■ **MATERIAL FOR THIS EXERCISE**:
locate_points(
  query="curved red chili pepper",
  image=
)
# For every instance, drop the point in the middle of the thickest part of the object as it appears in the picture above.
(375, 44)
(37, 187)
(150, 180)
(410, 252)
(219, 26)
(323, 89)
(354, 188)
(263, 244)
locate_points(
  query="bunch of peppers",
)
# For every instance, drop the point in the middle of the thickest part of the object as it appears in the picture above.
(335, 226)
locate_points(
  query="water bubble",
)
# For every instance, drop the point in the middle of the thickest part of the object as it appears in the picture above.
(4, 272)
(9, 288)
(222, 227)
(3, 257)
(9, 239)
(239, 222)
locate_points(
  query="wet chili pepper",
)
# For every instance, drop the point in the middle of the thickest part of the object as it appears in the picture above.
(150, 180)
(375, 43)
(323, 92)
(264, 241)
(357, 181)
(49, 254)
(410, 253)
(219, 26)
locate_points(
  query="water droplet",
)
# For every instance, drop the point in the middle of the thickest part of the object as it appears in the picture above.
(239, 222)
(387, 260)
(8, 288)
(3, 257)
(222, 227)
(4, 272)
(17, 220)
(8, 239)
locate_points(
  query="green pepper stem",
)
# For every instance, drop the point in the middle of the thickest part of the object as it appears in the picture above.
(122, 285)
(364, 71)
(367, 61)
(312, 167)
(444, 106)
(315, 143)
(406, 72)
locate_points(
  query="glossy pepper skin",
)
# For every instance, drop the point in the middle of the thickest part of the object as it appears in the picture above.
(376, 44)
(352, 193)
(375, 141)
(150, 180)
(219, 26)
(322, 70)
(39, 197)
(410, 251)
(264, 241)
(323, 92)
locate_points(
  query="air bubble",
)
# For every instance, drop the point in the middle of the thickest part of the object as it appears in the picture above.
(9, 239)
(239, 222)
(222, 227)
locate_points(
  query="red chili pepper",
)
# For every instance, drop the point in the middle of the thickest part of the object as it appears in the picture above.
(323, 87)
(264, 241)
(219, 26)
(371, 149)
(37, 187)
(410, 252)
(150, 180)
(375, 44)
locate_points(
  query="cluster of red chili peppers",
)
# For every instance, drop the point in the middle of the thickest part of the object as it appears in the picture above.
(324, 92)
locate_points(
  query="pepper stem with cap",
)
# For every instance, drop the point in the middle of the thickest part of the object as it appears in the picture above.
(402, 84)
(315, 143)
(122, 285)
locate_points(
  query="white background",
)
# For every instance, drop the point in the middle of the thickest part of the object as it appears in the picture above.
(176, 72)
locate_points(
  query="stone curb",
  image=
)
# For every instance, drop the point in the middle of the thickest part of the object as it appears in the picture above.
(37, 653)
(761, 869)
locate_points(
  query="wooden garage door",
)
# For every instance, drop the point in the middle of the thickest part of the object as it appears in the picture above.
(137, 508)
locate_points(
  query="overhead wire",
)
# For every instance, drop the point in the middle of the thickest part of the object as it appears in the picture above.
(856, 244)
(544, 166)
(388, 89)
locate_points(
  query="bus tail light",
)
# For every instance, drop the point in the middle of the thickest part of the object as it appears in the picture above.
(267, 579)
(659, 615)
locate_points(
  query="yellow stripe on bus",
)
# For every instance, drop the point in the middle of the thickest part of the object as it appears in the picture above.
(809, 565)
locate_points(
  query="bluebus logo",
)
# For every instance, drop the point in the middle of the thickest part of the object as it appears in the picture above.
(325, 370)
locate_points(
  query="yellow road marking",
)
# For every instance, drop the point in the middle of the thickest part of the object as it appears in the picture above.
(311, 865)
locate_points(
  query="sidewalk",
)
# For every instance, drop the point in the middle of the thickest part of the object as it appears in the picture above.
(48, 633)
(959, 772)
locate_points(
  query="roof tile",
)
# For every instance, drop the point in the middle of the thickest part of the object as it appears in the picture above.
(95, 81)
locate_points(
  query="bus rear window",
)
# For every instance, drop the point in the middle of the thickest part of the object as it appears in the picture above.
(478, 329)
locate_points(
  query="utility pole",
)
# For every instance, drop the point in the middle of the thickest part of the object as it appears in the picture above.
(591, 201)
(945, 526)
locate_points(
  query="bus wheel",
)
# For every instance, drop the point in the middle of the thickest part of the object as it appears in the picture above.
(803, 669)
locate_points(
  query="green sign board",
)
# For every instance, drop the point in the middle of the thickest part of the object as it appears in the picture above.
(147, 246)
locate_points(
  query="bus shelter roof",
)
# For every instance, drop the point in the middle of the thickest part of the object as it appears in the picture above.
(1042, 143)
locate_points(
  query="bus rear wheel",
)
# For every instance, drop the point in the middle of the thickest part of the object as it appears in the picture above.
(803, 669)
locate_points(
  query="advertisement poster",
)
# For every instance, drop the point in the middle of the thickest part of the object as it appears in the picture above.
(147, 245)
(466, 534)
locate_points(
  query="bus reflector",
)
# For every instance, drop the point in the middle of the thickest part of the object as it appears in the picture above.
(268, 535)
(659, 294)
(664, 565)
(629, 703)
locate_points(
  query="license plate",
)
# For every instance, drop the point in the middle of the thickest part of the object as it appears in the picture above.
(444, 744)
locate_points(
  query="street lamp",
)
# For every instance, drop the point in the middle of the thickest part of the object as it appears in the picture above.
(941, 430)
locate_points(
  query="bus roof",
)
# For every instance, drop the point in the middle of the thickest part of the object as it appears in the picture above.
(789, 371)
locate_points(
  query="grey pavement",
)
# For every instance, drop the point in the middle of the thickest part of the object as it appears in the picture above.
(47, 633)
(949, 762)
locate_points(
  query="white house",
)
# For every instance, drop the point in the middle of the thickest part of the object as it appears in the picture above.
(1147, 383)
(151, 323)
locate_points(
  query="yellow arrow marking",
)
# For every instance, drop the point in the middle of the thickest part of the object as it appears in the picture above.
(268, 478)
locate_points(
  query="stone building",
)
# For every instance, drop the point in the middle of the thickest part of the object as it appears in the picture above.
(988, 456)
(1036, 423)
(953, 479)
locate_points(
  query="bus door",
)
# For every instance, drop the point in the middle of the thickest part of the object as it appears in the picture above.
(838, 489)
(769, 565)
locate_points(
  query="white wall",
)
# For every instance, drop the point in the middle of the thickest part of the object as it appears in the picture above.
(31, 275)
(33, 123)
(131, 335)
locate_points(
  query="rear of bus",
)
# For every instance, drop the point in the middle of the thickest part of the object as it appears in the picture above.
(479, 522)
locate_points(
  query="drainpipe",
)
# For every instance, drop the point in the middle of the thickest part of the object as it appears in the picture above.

■ **PROMPT**: Print every line of the records exactly. Omit nothing.

■ **EXERCISE ANSWER**:
locate_points(
  query="curved red chili pepper",
  image=
)
# For every instance, drop the point in the middle of the thickest part of the object as it appears in the picture above.
(375, 44)
(37, 187)
(150, 180)
(410, 252)
(219, 26)
(323, 89)
(354, 188)
(263, 244)
locate_points(
  query="bunch of peppers",
)
# For every instance, drop the point in the middle of the thickest part of the object as it appears in the picture above.
(335, 226)
locate_points(
  query="water bubble",
)
# For every instance, drop the point in the middle of the thickest part of the object as it appears in the picture above.
(4, 272)
(9, 288)
(222, 227)
(3, 257)
(9, 239)
(239, 222)
locate_points(
  query="wet chili pepper",
)
# For every instance, drop the point in the middle of the thickest part of the object as it appears in the picture above.
(150, 180)
(375, 43)
(323, 92)
(264, 241)
(357, 181)
(49, 254)
(410, 253)
(219, 26)
locate_points(
  query="water droplet",
)
# For every instance, drop the point in the middle of the thickest part of the object as it appears in the picture above.
(239, 222)
(387, 260)
(8, 288)
(3, 257)
(222, 227)
(4, 272)
(17, 220)
(8, 239)
locate_points(
  query="green pepper stem",
)
# For every instance, drop the point in the middle of the thickest part of the object as it appears in the picture above.
(122, 285)
(364, 71)
(367, 61)
(312, 167)
(444, 106)
(315, 143)
(406, 72)
locate_points(
  query="glossy pepper skin",
)
# For every instance, drop the point in the middle of the thickest part of the object as it appears in the picture above.
(376, 44)
(352, 193)
(375, 141)
(150, 180)
(219, 26)
(322, 70)
(39, 197)
(410, 251)
(264, 241)
(323, 92)
locate_points(
  query="air bubble",
)
# For every instance, drop the point in the middle of the thickest part of the object as it appears in the picture above.
(9, 239)
(239, 222)
(222, 227)
locate_points(
  query="red chili pepper",
)
# For every instance, drop the point in the middle of the thickest part of the object as it appears in the picture above.
(323, 87)
(264, 241)
(219, 26)
(371, 149)
(37, 187)
(410, 252)
(150, 180)
(375, 44)
locate_points(
  query="cluster of red chili peppers",
)
# For every instance, drop the point in the middle of the thickest part of the object as it appears in the picture above.
(324, 92)
locate_points(
  query="pepper stem with cap",
)
# For every instance, drop the point in the middle of the thickest part of the object as it appears in the picture above.
(402, 84)
(315, 143)
(122, 285)
locate_points(
  query="white background",
)
# For every instance, drop the point in the middle of the thickest part of the object as it appears in the picture above.
(176, 72)
locate_points(
  query="stone curb",
  image=
)
# For every instance, drop the point in the middle of the thickest part of the object as it appears in the picture above.
(37, 653)
(761, 869)
locate_points(
  query="wooden garage door",
)
# For every instance, drop the point in the middle of the thickest part of the object as it appears in the picture above.
(137, 508)
locate_points(
  query="overhead wire",
)
# For every instance, drop the point in the middle of the thickest part of the object as it appears in the picture above.
(856, 244)
(544, 166)
(388, 89)
locate_points(
  query="bus tail light",
)
# For every instance, drop the point in the middle of the thickest part of the object as it appears in the picture above.
(267, 579)
(659, 615)
locate_points(
  query="yellow stripe on bus",
)
# For every instance, drop the point in the middle of the thickest part of the object as it appears in the picture above.
(809, 565)
locate_points(
  query="bluebus logo",
)
# For every instance, drop the point in the middle of the thickest part of the object as it appears in the picture above.
(325, 370)
locate_points(
  query="yellow road marking",
)
# For every instance, drop the point in the middle of the thickest part of the object as it appears in the picture above.
(311, 865)
locate_points(
  query="sidewalk",
)
# For every instance, drop the point in the middle of the thickest part of the object as it appears in the picture above.
(48, 633)
(959, 772)
locate_points(
  query="roof tile",
)
# For every instance, drop the point in the middle of the thickest part of the object as it appears in the picture above.
(95, 81)
locate_points(
  query="bus rear window",
)
# For every instance, drop the point in the middle of the thickest part of the object as it appears in the picture above.
(478, 329)
locate_points(
  query="utility pole",
)
# For every instance, drop the point in the middle of the thickest part of the object as it appears in the picture above.
(591, 201)
(945, 526)
locate_points(
  query="bus wheel",
)
# For every instance, drop the point in the middle of the thickest part of the object as it appears in the picture above.
(803, 669)
locate_points(
  query="green sign board",
)
# For every instance, drop the point in the middle of the thickest part of the object as it appears in the picture above.
(147, 246)
locate_points(
  query="bus shelter roof",
)
# For every instance, drop the point in the middle of the thickest part of the object as it appears in the picture above.
(1042, 143)
locate_points(
  query="bus rear wheel",
)
# For every instance, drop the point in the middle of the thickest part of the object as it appears in the picture above.
(803, 669)
locate_points(
  query="advertisement poster",
)
# For every instance, drop the point in the middle of the thickest part of the object as it appears in the picture above.
(147, 245)
(466, 534)
locate_points(
  query="bus reflector",
)
# For every instance, drop the point in the middle of the thickest part of the object as it appears in the picture above.
(268, 535)
(659, 294)
(664, 565)
(629, 703)
locate_points(
  query="license plate",
)
# For every instance, drop the point in the middle of the thickest part of the object as it appears in the picture above.
(444, 744)
locate_points(
  query="street lamp",
)
# For every instance, drop the point in the middle of the thickest part of the object as it appears in the picture above.
(941, 430)
locate_points(
  query="bus roof",
)
# For every instance, drop the point in the middle of the thickest part of the object as it appears in the picture above.
(789, 371)
locate_points(
  query="grey pavement",
)
# For every instance, drop the point in the middle of the thickest part of the object as it appears in the picture above.
(47, 633)
(949, 762)
locate_points(
  query="white house",
)
# For every instance, drop the point in the middle of the thickest part of the object as it appears in the picture above.
(1147, 383)
(151, 323)
locate_points(
  query="yellow arrow marking",
)
# For every instance, drop the point in the middle of the thickest part of the object as it appears in the picture above.
(268, 478)
locate_points(
  query="stone building",
)
# For every instance, drop the point in the middle of the thickest part of the object as it appears in the picture above.
(988, 456)
(1036, 423)
(953, 479)
locate_points(
  query="bus door",
)
# For every instance, drop the point in the middle of the thickest part of the object as it appears in the picture above.
(838, 489)
(769, 565)
locate_points(
  query="white wall",
)
# For every instance, drop the point in the middle of the thickest part of the object as it appears in the picture above.
(31, 275)
(33, 123)
(131, 335)
locate_points(
  query="rear of bus",
)
# For every instance, drop the point in the middle of the thickest part of the object as it appears in the picture above.
(479, 522)
locate_points(
  query="drainpipe",
)
# For every instance, drop the point in the middle of the thickest part of the object as it appears in the picture above.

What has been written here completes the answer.